- [Problem requirements]: Copy every line that contains the string "Target" from the entries below.

------ Supplied records ------

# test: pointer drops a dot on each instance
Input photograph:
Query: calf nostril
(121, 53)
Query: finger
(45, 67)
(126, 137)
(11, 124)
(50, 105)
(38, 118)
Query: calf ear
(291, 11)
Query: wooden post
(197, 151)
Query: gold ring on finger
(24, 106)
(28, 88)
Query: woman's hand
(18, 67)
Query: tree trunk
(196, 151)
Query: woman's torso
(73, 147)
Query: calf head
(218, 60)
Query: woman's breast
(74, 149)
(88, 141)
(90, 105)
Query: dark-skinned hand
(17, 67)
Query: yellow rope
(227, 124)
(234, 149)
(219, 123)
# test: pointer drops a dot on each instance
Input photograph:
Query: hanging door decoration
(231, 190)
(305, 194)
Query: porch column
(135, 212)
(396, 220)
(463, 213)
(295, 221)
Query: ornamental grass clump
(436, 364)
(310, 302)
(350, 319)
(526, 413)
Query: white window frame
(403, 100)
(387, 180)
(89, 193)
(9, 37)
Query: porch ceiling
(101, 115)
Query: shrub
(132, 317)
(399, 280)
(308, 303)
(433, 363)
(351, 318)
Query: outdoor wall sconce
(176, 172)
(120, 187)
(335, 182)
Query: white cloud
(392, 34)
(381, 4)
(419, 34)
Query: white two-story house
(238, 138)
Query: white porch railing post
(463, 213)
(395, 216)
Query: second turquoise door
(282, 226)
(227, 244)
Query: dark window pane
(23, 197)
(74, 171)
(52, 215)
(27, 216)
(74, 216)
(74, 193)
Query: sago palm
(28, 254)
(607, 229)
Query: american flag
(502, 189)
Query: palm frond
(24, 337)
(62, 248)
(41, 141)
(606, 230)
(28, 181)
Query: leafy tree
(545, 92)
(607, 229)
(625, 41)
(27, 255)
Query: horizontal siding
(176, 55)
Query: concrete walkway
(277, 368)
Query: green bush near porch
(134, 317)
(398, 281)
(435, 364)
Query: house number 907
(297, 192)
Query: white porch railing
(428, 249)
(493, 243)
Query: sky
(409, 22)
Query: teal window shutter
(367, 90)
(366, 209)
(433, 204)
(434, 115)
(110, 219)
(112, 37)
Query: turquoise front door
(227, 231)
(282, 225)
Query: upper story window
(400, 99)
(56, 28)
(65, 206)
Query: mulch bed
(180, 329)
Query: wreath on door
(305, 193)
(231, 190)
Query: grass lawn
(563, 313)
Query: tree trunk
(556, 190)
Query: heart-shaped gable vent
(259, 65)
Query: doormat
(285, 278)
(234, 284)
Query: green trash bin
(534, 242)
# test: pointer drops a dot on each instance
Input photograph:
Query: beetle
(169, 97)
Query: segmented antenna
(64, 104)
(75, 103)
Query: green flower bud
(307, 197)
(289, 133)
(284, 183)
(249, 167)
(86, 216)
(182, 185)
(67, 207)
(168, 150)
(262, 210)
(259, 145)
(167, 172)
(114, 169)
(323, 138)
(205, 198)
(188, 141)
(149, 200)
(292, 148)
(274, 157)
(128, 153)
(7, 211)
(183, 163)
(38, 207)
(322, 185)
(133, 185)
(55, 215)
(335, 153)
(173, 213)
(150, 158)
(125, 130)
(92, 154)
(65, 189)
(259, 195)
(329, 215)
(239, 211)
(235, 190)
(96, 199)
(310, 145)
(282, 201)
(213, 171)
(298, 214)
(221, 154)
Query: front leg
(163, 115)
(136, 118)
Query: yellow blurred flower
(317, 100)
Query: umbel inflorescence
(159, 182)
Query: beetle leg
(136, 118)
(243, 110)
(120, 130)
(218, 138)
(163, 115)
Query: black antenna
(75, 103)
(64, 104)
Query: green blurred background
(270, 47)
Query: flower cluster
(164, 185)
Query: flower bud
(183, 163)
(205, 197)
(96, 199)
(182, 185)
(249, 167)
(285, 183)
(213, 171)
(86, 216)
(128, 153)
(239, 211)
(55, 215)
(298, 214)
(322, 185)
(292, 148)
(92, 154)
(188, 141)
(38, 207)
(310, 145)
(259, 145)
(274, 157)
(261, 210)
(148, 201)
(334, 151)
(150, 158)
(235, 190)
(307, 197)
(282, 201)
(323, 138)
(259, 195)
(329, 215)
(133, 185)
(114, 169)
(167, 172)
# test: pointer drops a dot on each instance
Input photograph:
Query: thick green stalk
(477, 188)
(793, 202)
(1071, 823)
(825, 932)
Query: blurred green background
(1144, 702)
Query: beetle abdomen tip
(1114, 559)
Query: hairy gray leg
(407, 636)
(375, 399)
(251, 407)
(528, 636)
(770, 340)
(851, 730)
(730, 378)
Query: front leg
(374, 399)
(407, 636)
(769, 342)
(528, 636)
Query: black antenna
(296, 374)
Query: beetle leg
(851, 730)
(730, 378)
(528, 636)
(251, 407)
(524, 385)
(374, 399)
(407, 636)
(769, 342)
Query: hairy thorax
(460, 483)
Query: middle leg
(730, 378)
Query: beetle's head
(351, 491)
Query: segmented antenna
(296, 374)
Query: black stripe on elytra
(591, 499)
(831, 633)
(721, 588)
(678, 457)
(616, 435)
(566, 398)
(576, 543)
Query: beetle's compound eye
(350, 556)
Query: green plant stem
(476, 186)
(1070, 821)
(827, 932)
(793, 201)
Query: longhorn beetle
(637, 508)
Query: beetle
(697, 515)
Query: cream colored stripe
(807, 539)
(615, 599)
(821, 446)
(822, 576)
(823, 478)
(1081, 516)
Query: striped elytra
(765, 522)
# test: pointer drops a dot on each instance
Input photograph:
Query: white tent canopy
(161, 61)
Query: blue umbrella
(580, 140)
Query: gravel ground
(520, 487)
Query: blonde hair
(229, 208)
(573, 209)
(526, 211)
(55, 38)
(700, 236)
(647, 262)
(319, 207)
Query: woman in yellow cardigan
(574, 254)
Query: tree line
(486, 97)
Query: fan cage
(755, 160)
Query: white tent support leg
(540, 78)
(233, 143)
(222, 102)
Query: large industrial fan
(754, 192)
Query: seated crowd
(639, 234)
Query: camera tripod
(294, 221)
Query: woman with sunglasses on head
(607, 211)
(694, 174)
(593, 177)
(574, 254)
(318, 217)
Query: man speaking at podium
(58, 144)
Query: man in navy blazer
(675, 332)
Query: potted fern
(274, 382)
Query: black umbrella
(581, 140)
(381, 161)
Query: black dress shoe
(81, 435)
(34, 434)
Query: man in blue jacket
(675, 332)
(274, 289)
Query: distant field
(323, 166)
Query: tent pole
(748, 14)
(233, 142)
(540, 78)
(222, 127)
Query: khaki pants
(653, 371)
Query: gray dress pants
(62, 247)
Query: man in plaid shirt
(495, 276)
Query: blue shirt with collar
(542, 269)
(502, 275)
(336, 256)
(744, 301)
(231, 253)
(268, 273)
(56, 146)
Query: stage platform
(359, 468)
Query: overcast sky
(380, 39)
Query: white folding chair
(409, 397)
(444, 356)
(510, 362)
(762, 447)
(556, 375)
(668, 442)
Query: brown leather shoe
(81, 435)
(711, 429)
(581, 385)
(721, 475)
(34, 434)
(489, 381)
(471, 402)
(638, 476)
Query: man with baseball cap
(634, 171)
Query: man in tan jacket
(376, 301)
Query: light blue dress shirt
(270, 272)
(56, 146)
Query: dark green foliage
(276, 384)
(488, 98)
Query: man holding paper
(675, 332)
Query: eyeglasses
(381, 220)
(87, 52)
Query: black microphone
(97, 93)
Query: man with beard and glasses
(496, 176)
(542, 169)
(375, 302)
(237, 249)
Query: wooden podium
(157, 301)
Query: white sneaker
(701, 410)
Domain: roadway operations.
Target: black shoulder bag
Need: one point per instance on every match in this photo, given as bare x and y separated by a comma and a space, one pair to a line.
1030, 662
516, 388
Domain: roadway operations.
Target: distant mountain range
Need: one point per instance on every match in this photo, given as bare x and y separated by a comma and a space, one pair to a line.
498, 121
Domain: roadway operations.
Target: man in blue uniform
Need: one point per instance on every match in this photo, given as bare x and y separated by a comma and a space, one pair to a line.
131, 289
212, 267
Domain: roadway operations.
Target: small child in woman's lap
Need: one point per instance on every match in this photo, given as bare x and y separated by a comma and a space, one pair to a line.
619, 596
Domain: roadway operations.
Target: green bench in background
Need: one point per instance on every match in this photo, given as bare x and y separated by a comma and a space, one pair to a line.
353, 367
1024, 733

------

- [Task answer]:
Target: black shoulder bag
Target: distant mountain range
Target: man in blue uniform
Target: small child in woman's lap
Target: green bench in background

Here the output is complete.